### Information provided
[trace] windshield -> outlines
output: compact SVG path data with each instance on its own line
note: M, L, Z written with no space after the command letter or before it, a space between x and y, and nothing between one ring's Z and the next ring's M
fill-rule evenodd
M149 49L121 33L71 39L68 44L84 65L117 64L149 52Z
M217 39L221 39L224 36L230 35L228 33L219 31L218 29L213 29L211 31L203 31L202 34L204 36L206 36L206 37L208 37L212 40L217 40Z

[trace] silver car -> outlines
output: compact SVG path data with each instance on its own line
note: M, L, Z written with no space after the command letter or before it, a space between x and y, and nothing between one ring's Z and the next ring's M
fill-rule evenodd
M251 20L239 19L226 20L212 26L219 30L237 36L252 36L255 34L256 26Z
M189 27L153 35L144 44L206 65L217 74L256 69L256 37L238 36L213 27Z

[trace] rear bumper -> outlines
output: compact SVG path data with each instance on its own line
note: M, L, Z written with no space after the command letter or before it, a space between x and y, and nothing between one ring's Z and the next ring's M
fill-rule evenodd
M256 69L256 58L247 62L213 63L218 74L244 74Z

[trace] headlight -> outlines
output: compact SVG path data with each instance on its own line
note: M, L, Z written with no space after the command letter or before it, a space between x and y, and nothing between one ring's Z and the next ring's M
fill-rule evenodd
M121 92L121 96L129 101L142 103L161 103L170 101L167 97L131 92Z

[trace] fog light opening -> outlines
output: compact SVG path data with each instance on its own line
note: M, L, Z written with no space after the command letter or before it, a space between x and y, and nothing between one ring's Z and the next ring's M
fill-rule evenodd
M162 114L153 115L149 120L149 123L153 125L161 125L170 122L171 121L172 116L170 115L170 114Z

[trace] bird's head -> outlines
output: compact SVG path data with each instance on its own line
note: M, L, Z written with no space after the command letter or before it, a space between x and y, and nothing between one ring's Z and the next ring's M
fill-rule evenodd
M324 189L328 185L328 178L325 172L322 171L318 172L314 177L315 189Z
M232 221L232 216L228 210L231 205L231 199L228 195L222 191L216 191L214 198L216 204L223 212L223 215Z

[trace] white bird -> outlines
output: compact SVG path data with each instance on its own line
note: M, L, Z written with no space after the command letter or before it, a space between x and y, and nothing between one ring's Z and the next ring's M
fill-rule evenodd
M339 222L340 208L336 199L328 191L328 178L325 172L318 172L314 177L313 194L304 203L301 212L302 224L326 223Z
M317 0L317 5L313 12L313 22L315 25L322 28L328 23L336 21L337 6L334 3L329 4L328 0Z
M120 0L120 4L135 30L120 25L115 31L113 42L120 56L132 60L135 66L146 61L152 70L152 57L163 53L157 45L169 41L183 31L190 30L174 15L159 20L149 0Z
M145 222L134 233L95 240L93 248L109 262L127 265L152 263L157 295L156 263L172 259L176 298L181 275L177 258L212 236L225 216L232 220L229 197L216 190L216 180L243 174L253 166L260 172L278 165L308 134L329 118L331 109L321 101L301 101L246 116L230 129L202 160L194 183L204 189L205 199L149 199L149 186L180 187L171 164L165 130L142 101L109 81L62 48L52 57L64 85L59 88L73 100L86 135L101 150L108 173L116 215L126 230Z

### Exercise
Update the stretch from the line containing "[trace] headlight -> outlines" through the line containing "M162 114L153 115L149" by changing "fog light opening" to "fog lamp opening". Reproduce only those lines and leave everything else in them unchanged.

### Task response
[trace] headlight -> outlines
output: compact SVG path data with each instance on its own line
note: M, L, Z written with no space after the command letter or before it, a space between x and y, and nothing between one ring's Z and the next ring's M
fill-rule evenodd
M121 92L121 96L129 101L142 103L161 103L170 101L167 97L131 92Z

[trace] fog lamp opening -> outlines
output: compact SVG path data with each instance on its own line
note: M, L, Z written with no space after the command letter or before it, a space between x and y, and nothing between one ring's Z and the next ring's M
fill-rule evenodd
M162 114L153 115L149 120L149 123L153 125L161 125L170 122L171 121L172 116L170 115L170 114Z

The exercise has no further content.